[Excerpts from point annotation data]
════════
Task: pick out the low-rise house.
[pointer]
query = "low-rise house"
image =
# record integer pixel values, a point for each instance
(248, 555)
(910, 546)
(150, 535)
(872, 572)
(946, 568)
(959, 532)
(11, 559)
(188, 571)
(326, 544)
════════
» WHAT IS ASKED
Return every line of the data above unchanged.

» EXERCISE OUTPUT
Task: pick out the low-rise house.
[pointer]
query = "low-rise house"
image =
# record integer pixel values, a point for each instance
(248, 555)
(910, 546)
(150, 535)
(872, 572)
(946, 568)
(959, 532)
(11, 559)
(188, 571)
(326, 544)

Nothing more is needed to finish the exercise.